Coordinate annotation records

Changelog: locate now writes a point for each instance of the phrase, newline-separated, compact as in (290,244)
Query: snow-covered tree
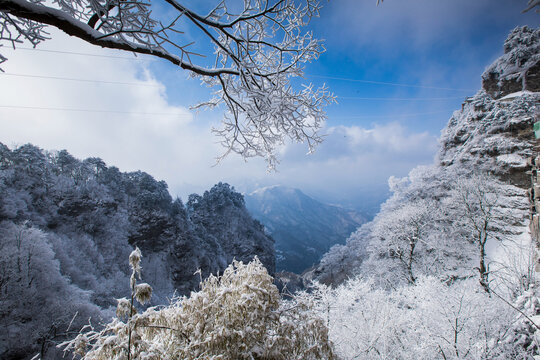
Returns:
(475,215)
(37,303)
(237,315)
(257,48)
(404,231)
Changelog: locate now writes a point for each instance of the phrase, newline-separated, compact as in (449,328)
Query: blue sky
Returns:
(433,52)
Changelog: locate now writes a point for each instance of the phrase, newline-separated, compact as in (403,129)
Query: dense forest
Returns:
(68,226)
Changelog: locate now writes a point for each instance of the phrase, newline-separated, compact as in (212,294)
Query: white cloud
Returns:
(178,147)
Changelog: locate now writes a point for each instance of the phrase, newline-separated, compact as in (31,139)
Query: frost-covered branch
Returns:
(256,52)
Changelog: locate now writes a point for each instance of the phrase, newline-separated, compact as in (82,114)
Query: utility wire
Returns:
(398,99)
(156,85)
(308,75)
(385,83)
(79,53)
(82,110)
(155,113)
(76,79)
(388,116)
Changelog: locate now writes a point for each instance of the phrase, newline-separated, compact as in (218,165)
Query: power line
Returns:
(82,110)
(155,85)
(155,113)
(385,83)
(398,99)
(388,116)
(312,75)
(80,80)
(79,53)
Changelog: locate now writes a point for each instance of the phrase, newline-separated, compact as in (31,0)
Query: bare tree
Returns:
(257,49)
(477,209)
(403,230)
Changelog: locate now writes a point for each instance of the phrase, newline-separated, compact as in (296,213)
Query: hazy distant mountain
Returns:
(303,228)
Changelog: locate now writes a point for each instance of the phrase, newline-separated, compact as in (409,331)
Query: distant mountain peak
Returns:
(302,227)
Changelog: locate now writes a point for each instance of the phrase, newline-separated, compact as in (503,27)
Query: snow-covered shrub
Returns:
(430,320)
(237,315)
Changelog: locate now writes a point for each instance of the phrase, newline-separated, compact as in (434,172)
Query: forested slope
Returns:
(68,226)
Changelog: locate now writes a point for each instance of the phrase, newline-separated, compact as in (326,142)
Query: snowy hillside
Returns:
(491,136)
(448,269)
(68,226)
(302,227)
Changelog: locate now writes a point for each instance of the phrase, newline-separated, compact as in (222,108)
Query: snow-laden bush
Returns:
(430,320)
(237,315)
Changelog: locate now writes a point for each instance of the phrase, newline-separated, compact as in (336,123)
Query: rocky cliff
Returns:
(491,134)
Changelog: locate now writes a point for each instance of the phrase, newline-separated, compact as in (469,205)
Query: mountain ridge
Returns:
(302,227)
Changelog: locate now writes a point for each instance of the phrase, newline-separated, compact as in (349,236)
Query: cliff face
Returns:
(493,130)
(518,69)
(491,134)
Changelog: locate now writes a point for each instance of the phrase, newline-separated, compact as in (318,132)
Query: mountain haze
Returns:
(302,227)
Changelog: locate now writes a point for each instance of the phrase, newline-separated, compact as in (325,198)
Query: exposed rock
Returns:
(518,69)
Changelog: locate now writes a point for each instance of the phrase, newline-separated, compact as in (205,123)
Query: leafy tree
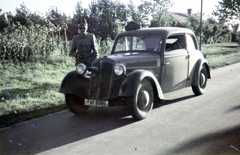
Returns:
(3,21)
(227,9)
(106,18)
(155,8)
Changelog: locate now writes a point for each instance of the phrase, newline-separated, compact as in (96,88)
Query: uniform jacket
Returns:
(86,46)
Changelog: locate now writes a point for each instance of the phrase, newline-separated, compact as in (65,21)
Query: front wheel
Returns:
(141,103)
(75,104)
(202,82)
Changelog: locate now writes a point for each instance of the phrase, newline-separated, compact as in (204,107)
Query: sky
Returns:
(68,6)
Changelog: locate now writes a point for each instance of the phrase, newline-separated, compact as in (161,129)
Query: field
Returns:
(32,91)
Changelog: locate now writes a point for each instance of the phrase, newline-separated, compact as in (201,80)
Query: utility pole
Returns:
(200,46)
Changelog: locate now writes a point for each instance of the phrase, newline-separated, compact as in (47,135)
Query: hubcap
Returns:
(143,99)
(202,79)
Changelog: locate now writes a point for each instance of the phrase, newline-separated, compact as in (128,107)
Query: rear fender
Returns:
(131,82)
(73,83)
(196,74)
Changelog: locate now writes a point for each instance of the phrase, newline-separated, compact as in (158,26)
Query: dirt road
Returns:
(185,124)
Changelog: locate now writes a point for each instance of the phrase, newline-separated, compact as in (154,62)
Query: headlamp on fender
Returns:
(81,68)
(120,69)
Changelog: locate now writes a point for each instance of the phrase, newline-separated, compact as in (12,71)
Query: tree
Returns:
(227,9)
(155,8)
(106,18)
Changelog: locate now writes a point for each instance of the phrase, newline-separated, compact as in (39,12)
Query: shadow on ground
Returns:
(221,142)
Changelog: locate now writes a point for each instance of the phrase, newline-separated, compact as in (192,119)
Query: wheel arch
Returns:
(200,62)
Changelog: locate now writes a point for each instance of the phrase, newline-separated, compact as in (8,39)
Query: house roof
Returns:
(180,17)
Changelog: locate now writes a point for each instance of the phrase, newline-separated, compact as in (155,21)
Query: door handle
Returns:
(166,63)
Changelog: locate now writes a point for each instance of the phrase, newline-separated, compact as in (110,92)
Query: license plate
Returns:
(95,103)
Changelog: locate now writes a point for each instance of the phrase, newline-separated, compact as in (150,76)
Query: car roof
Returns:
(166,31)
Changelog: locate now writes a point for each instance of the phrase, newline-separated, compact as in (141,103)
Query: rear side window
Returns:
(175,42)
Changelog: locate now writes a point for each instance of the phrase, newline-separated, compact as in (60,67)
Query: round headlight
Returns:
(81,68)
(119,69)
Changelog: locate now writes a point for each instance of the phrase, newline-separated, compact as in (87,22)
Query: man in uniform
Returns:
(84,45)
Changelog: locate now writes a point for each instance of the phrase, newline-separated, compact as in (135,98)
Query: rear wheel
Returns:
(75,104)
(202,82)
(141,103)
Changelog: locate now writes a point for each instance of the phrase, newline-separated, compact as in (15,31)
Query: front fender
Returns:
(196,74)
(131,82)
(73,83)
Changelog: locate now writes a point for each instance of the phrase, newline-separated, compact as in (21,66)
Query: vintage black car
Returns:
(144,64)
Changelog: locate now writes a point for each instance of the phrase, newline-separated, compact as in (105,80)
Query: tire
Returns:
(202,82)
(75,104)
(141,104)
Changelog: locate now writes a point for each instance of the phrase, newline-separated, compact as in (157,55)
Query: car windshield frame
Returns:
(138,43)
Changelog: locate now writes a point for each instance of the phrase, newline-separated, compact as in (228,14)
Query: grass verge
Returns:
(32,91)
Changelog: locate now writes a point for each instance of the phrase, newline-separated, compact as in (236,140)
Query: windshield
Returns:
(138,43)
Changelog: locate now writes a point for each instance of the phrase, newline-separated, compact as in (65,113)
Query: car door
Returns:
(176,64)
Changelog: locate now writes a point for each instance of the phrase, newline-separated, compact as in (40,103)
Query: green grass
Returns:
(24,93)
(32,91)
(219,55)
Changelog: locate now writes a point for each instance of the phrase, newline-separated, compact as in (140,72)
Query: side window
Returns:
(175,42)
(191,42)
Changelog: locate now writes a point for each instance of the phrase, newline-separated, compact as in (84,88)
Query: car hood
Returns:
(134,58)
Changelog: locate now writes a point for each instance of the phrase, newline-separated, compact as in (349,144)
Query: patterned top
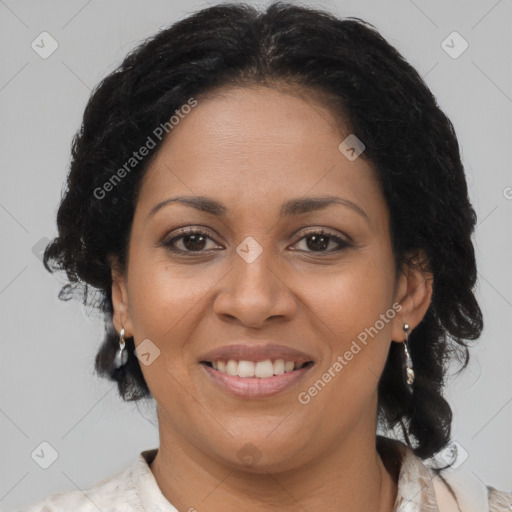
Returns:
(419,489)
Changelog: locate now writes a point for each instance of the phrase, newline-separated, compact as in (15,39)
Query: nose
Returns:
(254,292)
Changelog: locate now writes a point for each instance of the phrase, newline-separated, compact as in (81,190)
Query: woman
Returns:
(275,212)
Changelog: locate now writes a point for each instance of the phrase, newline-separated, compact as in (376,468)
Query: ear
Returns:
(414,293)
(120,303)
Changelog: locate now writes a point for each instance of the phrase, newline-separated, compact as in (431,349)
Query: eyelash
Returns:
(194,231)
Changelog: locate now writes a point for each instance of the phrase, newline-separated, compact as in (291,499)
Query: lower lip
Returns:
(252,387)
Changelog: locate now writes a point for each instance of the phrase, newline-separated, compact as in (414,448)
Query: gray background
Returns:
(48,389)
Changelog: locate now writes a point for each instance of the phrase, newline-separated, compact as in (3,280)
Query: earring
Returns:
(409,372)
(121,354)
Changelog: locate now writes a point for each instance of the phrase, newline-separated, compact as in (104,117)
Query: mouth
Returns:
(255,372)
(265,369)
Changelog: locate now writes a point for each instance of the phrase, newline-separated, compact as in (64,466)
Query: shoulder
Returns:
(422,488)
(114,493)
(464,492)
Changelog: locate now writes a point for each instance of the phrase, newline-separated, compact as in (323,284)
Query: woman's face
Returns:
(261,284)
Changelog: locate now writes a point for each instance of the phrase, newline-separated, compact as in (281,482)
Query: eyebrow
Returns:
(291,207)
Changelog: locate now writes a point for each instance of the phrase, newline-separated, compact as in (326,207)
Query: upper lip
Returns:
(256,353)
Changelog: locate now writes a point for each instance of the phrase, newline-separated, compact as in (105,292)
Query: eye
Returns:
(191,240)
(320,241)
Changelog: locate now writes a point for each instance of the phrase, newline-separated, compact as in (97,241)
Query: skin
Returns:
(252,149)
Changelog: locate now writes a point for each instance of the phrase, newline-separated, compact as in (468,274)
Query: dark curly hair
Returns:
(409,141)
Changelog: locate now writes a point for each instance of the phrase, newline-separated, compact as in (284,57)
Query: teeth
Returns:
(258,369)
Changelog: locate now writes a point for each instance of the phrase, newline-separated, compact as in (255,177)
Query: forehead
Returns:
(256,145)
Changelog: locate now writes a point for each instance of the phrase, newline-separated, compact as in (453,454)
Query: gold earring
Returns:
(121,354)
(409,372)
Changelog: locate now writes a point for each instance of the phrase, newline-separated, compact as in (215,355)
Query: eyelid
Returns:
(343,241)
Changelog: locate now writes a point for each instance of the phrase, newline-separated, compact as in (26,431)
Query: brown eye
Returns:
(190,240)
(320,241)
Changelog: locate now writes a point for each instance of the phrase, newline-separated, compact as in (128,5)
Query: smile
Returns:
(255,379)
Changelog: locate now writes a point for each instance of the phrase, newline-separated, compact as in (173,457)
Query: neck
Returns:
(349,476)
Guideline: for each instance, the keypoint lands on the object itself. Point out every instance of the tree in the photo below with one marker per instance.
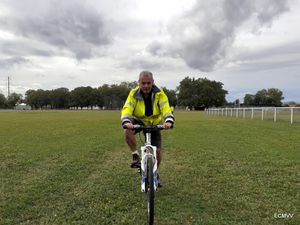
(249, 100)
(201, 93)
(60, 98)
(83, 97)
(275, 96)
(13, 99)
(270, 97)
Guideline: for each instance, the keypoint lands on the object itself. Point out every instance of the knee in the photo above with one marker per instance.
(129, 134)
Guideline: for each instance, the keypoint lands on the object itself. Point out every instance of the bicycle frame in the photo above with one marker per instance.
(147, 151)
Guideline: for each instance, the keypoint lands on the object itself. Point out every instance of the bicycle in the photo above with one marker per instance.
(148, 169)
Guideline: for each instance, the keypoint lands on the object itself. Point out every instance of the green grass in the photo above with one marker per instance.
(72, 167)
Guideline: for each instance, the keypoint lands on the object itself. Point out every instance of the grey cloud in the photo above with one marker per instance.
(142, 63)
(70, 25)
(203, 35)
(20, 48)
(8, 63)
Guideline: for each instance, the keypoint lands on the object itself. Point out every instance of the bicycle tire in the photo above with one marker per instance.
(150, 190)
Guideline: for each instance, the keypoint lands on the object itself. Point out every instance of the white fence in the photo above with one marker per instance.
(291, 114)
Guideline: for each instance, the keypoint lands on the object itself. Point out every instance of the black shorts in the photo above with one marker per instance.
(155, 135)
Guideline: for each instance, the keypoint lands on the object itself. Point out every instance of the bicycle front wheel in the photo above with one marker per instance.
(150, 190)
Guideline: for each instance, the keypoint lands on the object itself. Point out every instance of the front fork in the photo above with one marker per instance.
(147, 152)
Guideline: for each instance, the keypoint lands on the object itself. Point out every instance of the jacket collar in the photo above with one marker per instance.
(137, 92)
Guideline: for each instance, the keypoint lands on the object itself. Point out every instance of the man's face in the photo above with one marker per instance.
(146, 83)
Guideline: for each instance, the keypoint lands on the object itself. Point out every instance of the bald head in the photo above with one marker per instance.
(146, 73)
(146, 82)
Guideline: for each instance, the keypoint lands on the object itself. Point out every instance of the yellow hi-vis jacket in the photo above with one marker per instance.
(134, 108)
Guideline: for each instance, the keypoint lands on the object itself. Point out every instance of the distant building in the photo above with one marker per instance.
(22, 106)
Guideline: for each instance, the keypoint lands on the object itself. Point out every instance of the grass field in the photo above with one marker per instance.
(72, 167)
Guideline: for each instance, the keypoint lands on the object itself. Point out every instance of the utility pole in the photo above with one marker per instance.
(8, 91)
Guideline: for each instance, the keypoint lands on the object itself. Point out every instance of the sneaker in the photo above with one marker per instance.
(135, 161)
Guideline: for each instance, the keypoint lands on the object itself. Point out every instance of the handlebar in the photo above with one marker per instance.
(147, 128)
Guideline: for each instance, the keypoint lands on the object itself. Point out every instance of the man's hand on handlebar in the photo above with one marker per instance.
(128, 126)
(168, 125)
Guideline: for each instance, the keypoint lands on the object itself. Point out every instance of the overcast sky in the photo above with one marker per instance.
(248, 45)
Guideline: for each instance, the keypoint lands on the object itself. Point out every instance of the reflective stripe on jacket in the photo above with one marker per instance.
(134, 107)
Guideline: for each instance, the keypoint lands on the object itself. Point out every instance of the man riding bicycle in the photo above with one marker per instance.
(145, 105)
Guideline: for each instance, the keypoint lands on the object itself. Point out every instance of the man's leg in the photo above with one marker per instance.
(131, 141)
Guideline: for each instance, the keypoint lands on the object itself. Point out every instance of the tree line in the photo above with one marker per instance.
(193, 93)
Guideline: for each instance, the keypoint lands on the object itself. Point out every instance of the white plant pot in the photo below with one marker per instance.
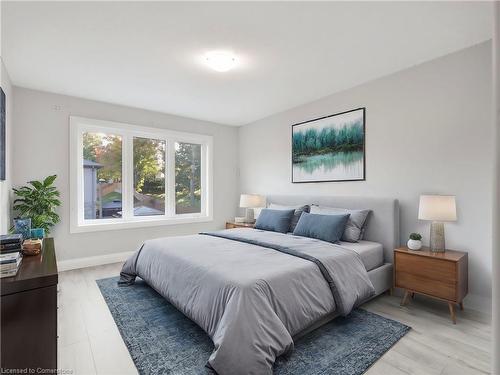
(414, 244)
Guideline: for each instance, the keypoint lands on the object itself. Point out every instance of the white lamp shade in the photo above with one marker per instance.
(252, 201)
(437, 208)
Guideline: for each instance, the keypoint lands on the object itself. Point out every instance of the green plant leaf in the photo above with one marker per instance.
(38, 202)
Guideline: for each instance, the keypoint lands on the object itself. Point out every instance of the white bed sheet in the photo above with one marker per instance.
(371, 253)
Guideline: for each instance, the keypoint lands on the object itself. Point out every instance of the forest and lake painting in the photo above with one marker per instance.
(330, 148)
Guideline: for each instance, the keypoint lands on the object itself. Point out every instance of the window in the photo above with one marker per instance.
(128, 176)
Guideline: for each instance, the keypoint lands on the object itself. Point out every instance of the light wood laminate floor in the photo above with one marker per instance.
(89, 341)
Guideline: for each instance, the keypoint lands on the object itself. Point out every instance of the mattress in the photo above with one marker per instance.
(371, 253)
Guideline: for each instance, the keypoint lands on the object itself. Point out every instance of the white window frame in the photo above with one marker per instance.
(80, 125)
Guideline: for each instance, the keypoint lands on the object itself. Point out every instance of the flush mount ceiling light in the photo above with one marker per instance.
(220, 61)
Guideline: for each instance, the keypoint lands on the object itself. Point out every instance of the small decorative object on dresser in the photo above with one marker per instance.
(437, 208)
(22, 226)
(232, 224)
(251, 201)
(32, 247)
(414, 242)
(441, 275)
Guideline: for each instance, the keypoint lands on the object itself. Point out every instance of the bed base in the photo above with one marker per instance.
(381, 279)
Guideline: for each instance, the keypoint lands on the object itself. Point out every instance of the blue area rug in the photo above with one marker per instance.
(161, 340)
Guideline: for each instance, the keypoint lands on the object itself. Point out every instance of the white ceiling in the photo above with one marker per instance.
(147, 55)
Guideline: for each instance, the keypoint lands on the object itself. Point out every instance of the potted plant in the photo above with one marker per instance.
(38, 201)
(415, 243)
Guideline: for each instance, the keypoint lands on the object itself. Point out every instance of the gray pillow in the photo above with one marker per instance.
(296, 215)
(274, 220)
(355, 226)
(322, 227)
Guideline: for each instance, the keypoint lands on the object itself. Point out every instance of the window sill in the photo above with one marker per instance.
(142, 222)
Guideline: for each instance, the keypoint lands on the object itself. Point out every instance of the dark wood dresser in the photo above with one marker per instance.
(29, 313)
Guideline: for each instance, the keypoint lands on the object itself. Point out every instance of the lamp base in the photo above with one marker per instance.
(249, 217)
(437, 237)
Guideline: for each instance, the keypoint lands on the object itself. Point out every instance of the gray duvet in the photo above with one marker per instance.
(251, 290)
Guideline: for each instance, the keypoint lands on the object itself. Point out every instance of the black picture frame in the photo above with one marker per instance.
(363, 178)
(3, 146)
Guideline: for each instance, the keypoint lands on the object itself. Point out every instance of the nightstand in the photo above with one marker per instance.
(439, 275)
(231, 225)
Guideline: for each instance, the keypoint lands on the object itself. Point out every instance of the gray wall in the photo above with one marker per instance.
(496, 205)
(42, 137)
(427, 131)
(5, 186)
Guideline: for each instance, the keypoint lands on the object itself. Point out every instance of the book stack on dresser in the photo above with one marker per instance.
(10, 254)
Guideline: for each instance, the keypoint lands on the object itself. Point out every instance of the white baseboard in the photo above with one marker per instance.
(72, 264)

** EXERCISE TASK **
Return exactly the lines from the line bearing "the gray wall" to the end of the records, inclusive of both; include no other lines.

** EXERCISE RESPONSE **
Guideline: for each instance, the keypoint lands on the object itself. Point out every instance of the gray wall in the photo above with one marker per instance.
(496, 205)
(42, 137)
(427, 131)
(5, 186)
Guideline: for each instance, the keypoint lands on the object itself. Point out every instance of the book stack on dresser in the photo above with one marker per instance.
(10, 254)
Guideline: for each instance, the keypoint lands on the object itself. Point out every instance of the white baseboard in the photo above with one marker per instance.
(72, 264)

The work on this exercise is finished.